*** RECORDS PROVIDED

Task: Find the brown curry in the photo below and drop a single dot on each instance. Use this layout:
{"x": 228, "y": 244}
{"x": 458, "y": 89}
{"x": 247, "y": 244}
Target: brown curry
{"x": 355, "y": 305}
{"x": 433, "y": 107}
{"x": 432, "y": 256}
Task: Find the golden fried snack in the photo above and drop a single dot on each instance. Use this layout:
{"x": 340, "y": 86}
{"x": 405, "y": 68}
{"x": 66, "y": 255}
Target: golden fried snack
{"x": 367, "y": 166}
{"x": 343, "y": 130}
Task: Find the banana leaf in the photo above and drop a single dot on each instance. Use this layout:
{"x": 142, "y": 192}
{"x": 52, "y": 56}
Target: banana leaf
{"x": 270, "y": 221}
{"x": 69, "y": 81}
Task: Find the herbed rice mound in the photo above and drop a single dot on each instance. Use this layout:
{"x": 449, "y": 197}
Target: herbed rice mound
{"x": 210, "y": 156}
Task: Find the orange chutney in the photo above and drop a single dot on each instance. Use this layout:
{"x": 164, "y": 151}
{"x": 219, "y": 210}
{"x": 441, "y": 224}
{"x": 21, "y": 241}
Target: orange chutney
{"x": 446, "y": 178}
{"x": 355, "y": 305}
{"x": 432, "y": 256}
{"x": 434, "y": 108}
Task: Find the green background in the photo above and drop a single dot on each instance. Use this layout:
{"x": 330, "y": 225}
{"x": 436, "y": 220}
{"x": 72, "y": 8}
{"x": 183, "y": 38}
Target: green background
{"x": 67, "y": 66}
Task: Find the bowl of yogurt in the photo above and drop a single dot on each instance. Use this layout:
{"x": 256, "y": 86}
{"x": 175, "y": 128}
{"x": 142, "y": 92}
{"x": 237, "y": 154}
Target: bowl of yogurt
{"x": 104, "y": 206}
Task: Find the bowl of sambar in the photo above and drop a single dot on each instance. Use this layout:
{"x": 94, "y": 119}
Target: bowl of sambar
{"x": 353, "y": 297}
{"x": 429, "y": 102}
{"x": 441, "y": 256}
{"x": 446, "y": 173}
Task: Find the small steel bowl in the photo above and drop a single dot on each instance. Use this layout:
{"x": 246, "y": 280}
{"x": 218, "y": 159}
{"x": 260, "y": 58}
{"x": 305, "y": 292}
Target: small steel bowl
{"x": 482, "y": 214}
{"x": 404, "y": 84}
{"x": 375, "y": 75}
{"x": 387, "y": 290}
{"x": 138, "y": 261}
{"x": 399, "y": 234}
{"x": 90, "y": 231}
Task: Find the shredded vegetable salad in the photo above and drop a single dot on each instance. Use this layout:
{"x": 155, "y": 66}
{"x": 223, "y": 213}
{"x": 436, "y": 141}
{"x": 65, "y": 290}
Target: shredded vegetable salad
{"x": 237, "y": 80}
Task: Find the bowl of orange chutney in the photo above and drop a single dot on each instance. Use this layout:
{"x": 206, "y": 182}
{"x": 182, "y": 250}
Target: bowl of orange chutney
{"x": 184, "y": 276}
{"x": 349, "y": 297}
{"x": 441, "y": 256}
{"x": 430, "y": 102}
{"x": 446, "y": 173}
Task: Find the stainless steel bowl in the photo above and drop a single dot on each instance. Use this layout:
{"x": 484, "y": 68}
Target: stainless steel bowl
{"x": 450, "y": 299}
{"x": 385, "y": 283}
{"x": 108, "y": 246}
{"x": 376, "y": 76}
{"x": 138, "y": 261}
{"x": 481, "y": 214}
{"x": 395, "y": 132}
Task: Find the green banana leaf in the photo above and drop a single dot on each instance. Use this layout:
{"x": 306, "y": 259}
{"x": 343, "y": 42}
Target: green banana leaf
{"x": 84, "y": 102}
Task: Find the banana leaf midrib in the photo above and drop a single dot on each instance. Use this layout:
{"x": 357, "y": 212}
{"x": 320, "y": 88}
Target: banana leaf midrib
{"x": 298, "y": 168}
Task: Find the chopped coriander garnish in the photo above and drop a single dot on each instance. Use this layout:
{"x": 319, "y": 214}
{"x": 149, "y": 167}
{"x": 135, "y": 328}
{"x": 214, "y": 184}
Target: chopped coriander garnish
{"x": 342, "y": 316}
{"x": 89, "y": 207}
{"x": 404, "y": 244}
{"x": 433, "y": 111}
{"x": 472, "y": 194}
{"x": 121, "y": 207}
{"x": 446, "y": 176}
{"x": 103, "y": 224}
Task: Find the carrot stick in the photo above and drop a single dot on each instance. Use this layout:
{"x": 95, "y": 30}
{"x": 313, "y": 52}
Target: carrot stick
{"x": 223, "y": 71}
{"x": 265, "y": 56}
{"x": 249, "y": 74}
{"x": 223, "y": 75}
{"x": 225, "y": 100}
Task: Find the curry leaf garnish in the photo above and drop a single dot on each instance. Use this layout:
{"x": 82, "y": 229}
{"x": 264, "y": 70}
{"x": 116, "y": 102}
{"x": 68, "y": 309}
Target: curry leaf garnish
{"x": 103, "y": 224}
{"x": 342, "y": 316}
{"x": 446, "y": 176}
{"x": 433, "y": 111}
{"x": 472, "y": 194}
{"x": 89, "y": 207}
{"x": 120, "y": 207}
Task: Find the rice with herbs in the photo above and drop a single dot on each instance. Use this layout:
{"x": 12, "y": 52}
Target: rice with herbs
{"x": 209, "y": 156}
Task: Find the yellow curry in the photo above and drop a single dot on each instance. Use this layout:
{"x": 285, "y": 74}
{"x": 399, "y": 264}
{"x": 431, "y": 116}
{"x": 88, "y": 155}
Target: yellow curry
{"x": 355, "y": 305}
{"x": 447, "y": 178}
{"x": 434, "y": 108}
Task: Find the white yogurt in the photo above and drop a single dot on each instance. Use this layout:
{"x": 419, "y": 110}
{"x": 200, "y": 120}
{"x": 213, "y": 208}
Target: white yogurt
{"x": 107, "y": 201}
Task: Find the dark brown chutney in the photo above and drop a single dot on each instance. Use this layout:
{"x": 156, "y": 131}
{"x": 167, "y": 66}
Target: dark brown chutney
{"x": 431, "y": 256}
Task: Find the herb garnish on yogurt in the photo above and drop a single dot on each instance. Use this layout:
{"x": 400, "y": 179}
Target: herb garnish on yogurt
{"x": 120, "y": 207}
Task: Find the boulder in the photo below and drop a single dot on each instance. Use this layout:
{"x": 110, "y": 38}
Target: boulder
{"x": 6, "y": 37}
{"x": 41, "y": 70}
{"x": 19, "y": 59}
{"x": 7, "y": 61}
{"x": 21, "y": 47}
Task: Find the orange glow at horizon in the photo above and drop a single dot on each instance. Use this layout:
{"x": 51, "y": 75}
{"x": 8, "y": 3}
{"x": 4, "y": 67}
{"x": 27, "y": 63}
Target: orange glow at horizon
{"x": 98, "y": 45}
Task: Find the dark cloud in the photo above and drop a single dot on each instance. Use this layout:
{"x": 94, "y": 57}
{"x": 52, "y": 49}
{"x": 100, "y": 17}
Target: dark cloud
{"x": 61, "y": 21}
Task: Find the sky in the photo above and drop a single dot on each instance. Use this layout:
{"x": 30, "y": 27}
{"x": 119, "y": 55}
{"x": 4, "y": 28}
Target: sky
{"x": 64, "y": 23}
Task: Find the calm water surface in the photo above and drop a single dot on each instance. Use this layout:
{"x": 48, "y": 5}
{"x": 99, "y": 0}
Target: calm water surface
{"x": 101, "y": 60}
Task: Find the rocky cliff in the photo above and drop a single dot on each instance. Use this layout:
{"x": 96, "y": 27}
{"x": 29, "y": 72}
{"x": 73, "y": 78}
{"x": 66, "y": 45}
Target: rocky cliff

******

Return what is listed above, exactly and completely.

Task: Find the brown curry in the photo below and drop a single dot on each instance. Use this layout:
{"x": 228, "y": 244}
{"x": 458, "y": 89}
{"x": 247, "y": 244}
Target: brown curry
{"x": 355, "y": 305}
{"x": 433, "y": 107}
{"x": 432, "y": 256}
Task: Find the golden fried snack in the photo above and drop a single dot on each instance. Use this layout:
{"x": 340, "y": 86}
{"x": 405, "y": 68}
{"x": 66, "y": 255}
Target: golden fried snack
{"x": 367, "y": 166}
{"x": 343, "y": 130}
Task: Find the banana leaf in the photo above and drop a single dot on each instance. Use this layout:
{"x": 142, "y": 192}
{"x": 52, "y": 56}
Target: banana leaf
{"x": 270, "y": 221}
{"x": 69, "y": 81}
Task: Find the herbed rice mound in the photo above and drop a single dot on each instance. Use this layout:
{"x": 449, "y": 197}
Target: herbed rice mound
{"x": 210, "y": 156}
Task: Find the orange chutney in the photo above and drop a single dot on each instance. Use this layout:
{"x": 164, "y": 151}
{"x": 219, "y": 210}
{"x": 441, "y": 224}
{"x": 21, "y": 241}
Target: orange chutney
{"x": 446, "y": 178}
{"x": 355, "y": 305}
{"x": 432, "y": 256}
{"x": 434, "y": 108}
Task: Find the green background in the photo above and drop a single dot on each instance. Use this layout:
{"x": 330, "y": 225}
{"x": 436, "y": 220}
{"x": 72, "y": 8}
{"x": 183, "y": 38}
Target: green background
{"x": 67, "y": 66}
Task: Find the bowl of yogurt in the photo above and drop a single dot on each instance. Use this layout:
{"x": 256, "y": 86}
{"x": 175, "y": 128}
{"x": 142, "y": 92}
{"x": 237, "y": 154}
Target: bowl of yogurt
{"x": 104, "y": 206}
Task: Find the bowl of sambar in the photo above and drop a single dot on each instance. Use this layout:
{"x": 94, "y": 119}
Target: bowl of sambar
{"x": 353, "y": 297}
{"x": 429, "y": 102}
{"x": 441, "y": 256}
{"x": 446, "y": 173}
Task: Find the small steel bowl in the photo above and drop a single dot on each instance. Use this layout:
{"x": 246, "y": 280}
{"x": 218, "y": 159}
{"x": 260, "y": 58}
{"x": 305, "y": 292}
Target: small steel bowl
{"x": 482, "y": 214}
{"x": 404, "y": 84}
{"x": 375, "y": 75}
{"x": 387, "y": 290}
{"x": 138, "y": 261}
{"x": 399, "y": 234}
{"x": 90, "y": 231}
Task: Find the shredded vegetable salad in the photo above and drop a single dot on each instance. Use this layout:
{"x": 155, "y": 66}
{"x": 223, "y": 213}
{"x": 436, "y": 141}
{"x": 65, "y": 290}
Target: shredded vegetable salad
{"x": 237, "y": 80}
Task: Find the bowl of orange chutney in the photo above and drop a single dot on each instance. Use this layout:
{"x": 206, "y": 182}
{"x": 182, "y": 250}
Target: bowl of orange chutney
{"x": 184, "y": 276}
{"x": 349, "y": 297}
{"x": 441, "y": 256}
{"x": 430, "y": 102}
{"x": 446, "y": 173}
Task: Find the stainless steel bowl in the photo above and drop a single dot on each instance. Use this layout:
{"x": 484, "y": 68}
Target: stainless steel bowl
{"x": 450, "y": 299}
{"x": 385, "y": 283}
{"x": 108, "y": 246}
{"x": 376, "y": 76}
{"x": 138, "y": 261}
{"x": 481, "y": 214}
{"x": 395, "y": 132}
Task: Find the green banana leaf in the photo above and drop a single dot on each instance. Use this layout:
{"x": 306, "y": 259}
{"x": 343, "y": 42}
Target: green banana leaf
{"x": 84, "y": 102}
Task: Find the banana leaf midrib in the photo above and drop a single dot on each instance. Use this layout:
{"x": 357, "y": 212}
{"x": 320, "y": 88}
Target: banana leaf midrib
{"x": 298, "y": 168}
Task: Find the chopped coriander garnish in the photo above and drop a single dot on each instance. Use this layout:
{"x": 319, "y": 214}
{"x": 149, "y": 167}
{"x": 135, "y": 328}
{"x": 214, "y": 184}
Target: chopped coriander garnish
{"x": 342, "y": 316}
{"x": 89, "y": 207}
{"x": 404, "y": 244}
{"x": 433, "y": 111}
{"x": 472, "y": 194}
{"x": 121, "y": 207}
{"x": 446, "y": 176}
{"x": 103, "y": 224}
Task: Find the carrot stick in the photo above and drop a single dot on each instance. Use this layout:
{"x": 95, "y": 30}
{"x": 313, "y": 52}
Target: carrot stick
{"x": 223, "y": 71}
{"x": 265, "y": 56}
{"x": 249, "y": 74}
{"x": 223, "y": 75}
{"x": 225, "y": 100}
Task: Find the curry leaf garnish in the photo above and drop a single dot on each instance. Use this layout:
{"x": 82, "y": 229}
{"x": 264, "y": 70}
{"x": 116, "y": 102}
{"x": 68, "y": 309}
Target: curry leaf garnish
{"x": 103, "y": 224}
{"x": 342, "y": 316}
{"x": 446, "y": 176}
{"x": 433, "y": 111}
{"x": 472, "y": 194}
{"x": 89, "y": 207}
{"x": 120, "y": 207}
Task: Find the rice with herbs in the photo above and drop a single dot on each instance. Use this layout:
{"x": 12, "y": 52}
Target: rice with herbs
{"x": 209, "y": 156}
Task: Find the yellow curry in the photo above and drop a single dot on each instance. Use this layout:
{"x": 285, "y": 74}
{"x": 399, "y": 264}
{"x": 431, "y": 116}
{"x": 88, "y": 155}
Target: yellow curry
{"x": 355, "y": 305}
{"x": 447, "y": 178}
{"x": 434, "y": 108}
Task: Find the white yogurt in the photo above and drop a single dot on each instance. Use this layout:
{"x": 419, "y": 110}
{"x": 200, "y": 120}
{"x": 213, "y": 208}
Target: white yogurt
{"x": 107, "y": 201}
Task: Find the dark brown chutney in the photo above and drop a single dot on each instance. Use this layout:
{"x": 156, "y": 131}
{"x": 167, "y": 66}
Target: dark brown chutney
{"x": 431, "y": 256}
Task: Find the herb garnish on yogurt in the photo above and drop a single dot on each instance. Use this layout:
{"x": 400, "y": 179}
Target: herb garnish on yogurt
{"x": 120, "y": 207}
Task: Find the boulder in the photo below and drop a single dot on each instance. Use this layout:
{"x": 110, "y": 38}
Target: boulder
{"x": 6, "y": 37}
{"x": 41, "y": 70}
{"x": 19, "y": 59}
{"x": 7, "y": 61}
{"x": 21, "y": 47}
Task: Find the orange glow at horizon in the photo above and drop a single dot on each instance. Use this layout:
{"x": 51, "y": 75}
{"x": 8, "y": 3}
{"x": 4, "y": 67}
{"x": 27, "y": 63}
Target: orange glow at horizon
{"x": 98, "y": 45}
Task: Find the dark cloud in the photo above and drop a single dot on each instance. Use this layout:
{"x": 94, "y": 57}
{"x": 52, "y": 49}
{"x": 100, "y": 17}
Target: dark cloud
{"x": 61, "y": 21}
Task: Find the sky in the photo above and drop a single dot on each instance. Use this layout:
{"x": 30, "y": 27}
{"x": 119, "y": 55}
{"x": 4, "y": 28}
Target: sky
{"x": 64, "y": 23}
Task: Find the calm water surface in the photo above and drop a single dot on each instance. Use this layout:
{"x": 48, "y": 5}
{"x": 99, "y": 0}
Target: calm water surface
{"x": 101, "y": 60}
Task: Find the rocky cliff in the photo above and drop a single dot on each instance. Use this layout:
{"x": 96, "y": 27}
{"x": 29, "y": 72}
{"x": 73, "y": 78}
{"x": 66, "y": 45}
Target: rocky cliff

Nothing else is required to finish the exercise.